_Entries taken from a collection_:
-- Begin --
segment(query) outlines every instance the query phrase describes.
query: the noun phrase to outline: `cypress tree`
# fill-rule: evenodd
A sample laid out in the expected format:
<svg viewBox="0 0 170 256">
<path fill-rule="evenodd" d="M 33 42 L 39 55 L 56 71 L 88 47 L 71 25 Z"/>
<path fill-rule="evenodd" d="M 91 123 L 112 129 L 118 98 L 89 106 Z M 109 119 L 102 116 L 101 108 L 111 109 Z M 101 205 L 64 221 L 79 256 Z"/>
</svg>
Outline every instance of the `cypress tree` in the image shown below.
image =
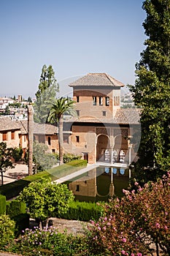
-- End --
_Exercise brief_: Copy the lines of each item above word for word, leaving out the pictures.

_Task output_:
segment(query) outlines every instance the query phrase describes.
query: the noun phrase to outline: `cypress tree`
# fill-rule: evenodd
A sample laid out in the expected format:
<svg viewBox="0 0 170 256">
<path fill-rule="evenodd" d="M 33 42 L 39 55 L 56 71 L 88 47 L 71 25 Z"/>
<path fill-rule="evenodd" d="M 91 123 L 112 129 L 118 98 L 89 106 Z M 109 119 L 102 116 L 101 108 L 111 109 Z M 101 205 L 64 221 L 79 256 Z"/>
</svg>
Outline every instance of the `cypress tree` in the image shown below.
image =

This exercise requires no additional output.